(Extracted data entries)
++++++++
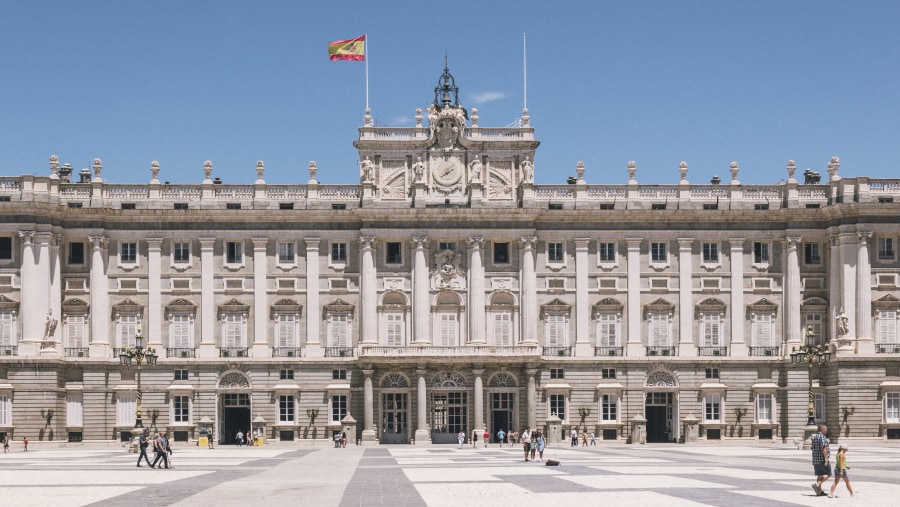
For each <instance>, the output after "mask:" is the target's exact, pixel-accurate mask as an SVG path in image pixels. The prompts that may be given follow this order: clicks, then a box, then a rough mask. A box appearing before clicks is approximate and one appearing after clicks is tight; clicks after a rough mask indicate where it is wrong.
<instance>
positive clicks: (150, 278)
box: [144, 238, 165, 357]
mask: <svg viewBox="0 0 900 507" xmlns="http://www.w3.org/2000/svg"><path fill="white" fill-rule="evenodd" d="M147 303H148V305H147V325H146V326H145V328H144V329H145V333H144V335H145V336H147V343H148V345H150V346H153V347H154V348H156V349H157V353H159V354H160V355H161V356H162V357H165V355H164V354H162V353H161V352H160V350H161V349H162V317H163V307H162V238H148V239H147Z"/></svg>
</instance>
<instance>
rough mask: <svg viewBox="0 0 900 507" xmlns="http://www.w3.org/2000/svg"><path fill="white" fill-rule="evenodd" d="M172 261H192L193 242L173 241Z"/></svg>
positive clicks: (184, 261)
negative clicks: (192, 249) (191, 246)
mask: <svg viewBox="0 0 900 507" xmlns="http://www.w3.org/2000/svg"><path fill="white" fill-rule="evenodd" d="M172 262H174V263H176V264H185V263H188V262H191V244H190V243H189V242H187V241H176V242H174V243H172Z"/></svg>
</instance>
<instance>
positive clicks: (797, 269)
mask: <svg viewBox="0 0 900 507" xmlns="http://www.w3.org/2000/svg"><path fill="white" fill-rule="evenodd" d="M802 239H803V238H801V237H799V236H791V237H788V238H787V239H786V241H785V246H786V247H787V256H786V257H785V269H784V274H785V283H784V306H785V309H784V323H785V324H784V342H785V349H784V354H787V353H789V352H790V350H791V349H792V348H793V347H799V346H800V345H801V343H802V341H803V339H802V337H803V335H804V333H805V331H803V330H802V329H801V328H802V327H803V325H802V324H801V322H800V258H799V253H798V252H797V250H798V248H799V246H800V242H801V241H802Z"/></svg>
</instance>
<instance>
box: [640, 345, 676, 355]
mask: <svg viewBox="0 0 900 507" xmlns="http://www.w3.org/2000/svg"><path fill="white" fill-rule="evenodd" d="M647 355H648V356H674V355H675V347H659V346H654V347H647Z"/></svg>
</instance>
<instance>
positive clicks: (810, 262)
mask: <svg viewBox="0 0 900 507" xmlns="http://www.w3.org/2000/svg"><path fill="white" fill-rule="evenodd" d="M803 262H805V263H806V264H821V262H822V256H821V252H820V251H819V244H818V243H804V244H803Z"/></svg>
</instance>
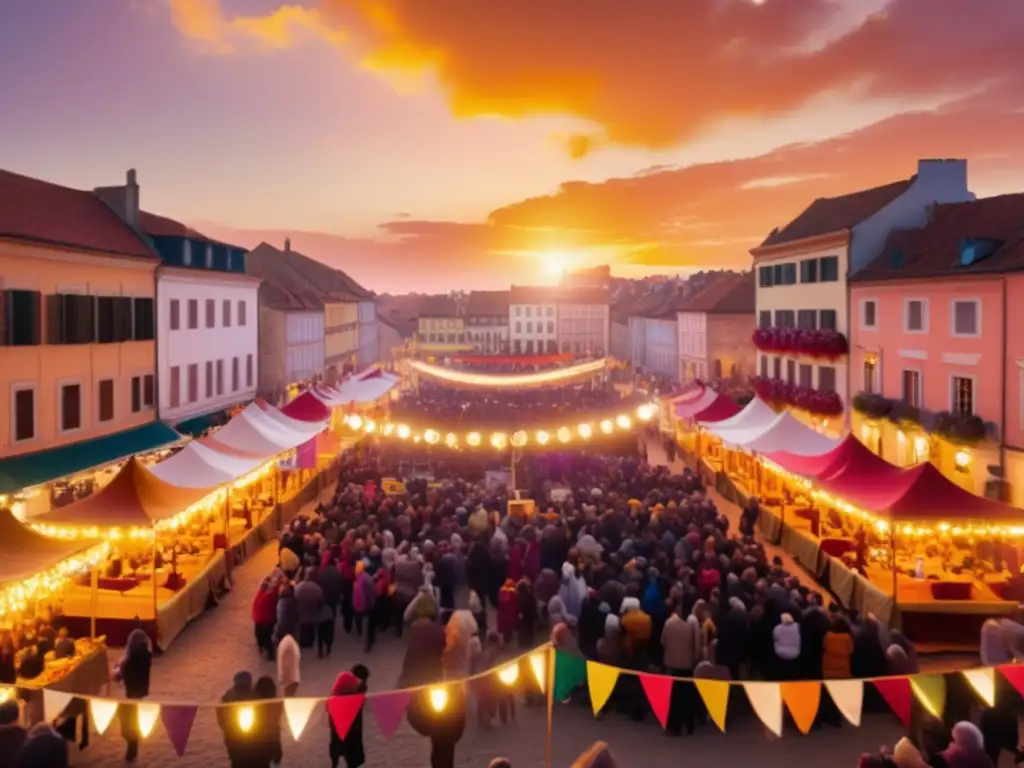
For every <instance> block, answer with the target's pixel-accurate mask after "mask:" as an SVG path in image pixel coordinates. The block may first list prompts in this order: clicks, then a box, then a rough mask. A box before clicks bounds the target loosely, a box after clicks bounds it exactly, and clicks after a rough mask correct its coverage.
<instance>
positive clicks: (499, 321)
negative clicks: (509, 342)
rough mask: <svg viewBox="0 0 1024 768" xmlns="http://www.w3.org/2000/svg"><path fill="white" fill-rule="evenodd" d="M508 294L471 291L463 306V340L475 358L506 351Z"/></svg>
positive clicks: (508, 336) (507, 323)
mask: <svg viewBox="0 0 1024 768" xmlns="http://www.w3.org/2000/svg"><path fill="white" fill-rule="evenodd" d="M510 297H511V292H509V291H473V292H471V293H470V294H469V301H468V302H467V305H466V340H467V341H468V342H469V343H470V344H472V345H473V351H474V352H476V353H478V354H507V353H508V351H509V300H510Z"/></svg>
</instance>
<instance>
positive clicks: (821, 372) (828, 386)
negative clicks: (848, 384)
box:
++++++++
Produce the data again character for character, with the images left out.

* _Reply_
For each <instance>, the output after "mask:" is the target's exact, pixel-accurate mask as an SVG path in image pixels. The prompts that may be given follow this order: clicks, then a box, then a rough mask. A box appearing before clicks is approximate and one appearing after clicks is tight; clicks after a rough mask indicate where it is wrong.
<instance>
positive clicks: (150, 278)
box: [144, 238, 165, 357]
mask: <svg viewBox="0 0 900 507" xmlns="http://www.w3.org/2000/svg"><path fill="white" fill-rule="evenodd" d="M147 303H148V305H147V325H146V326H145V328H144V329H145V333H144V335H145V336H147V343H148V345H150V346H153V347H154V348H156V349H157V353H159V354H160V355H161V356H162V357H165V355H164V354H162V353H161V352H160V350H161V349H162V317H163V307H162V238H148V239H147Z"/></svg>
</instance>
<instance>
rough mask: <svg viewBox="0 0 900 507" xmlns="http://www.w3.org/2000/svg"><path fill="white" fill-rule="evenodd" d="M172 261H192L193 242L173 241Z"/></svg>
positive clicks: (184, 261)
negative clicks: (192, 249) (191, 246)
mask: <svg viewBox="0 0 900 507" xmlns="http://www.w3.org/2000/svg"><path fill="white" fill-rule="evenodd" d="M172 262H174V263H176V264H185V263H188V262H191V244H190V243H189V242H187V241H176V242H174V243H172Z"/></svg>
</instance>
<instance>
positive clicks: (797, 269)
mask: <svg viewBox="0 0 900 507" xmlns="http://www.w3.org/2000/svg"><path fill="white" fill-rule="evenodd" d="M802 239H803V238H801V237H799V236H791V237H788V238H787V239H786V241H785V246H786V247H787V256H786V257H785V269H784V274H785V283H784V306H785V309H784V323H785V324H784V342H785V349H784V354H787V353H789V352H790V350H791V349H792V348H793V347H799V346H800V345H801V343H802V341H803V339H802V337H803V335H804V333H805V331H803V330H802V329H801V328H802V327H803V325H802V324H801V322H800V258H799V253H798V252H797V250H798V248H799V246H800V242H801V241H802Z"/></svg>
</instance>
<instance>
box: [640, 345, 676, 355]
mask: <svg viewBox="0 0 900 507" xmlns="http://www.w3.org/2000/svg"><path fill="white" fill-rule="evenodd" d="M647 355H648V356H674V355H675V347H659V346H654V347H647Z"/></svg>
</instance>
<instance>
positive clicks: (810, 262)
mask: <svg viewBox="0 0 900 507" xmlns="http://www.w3.org/2000/svg"><path fill="white" fill-rule="evenodd" d="M803 262H805V263H806V264H821V262H822V256H821V252H820V251H819V244H818V243H804V244H803Z"/></svg>
</instance>
For every <instance> block, answer with the target's pixel-accurate mask after "mask:" as an SVG path in image pixel coordinates. The block may first list prompts in this order: clicks, then a box, then a rough mask. A box before clicks bounds the target loosely, a box after clicks bounds it exactly, and clicks after a rough mask correct its coverage.
<instance>
positive clicks: (499, 321)
negative clicks: (509, 342)
rough mask: <svg viewBox="0 0 1024 768" xmlns="http://www.w3.org/2000/svg"><path fill="white" fill-rule="evenodd" d="M508 294L471 291L463 306V340L475 358L506 351Z"/></svg>
positive clicks: (508, 336) (507, 323)
mask: <svg viewBox="0 0 1024 768" xmlns="http://www.w3.org/2000/svg"><path fill="white" fill-rule="evenodd" d="M510 297H511V292H509V291H473V292H471V293H470V294H469V301H468V302H467V305H466V340H467V341H468V342H469V343H470V344H472V345H473V351H474V352H476V353H478V354H507V353H508V351H509V300H510Z"/></svg>
</instance>
<instance>
positive clicks: (821, 372) (828, 386)
negative clicks: (848, 384)
box:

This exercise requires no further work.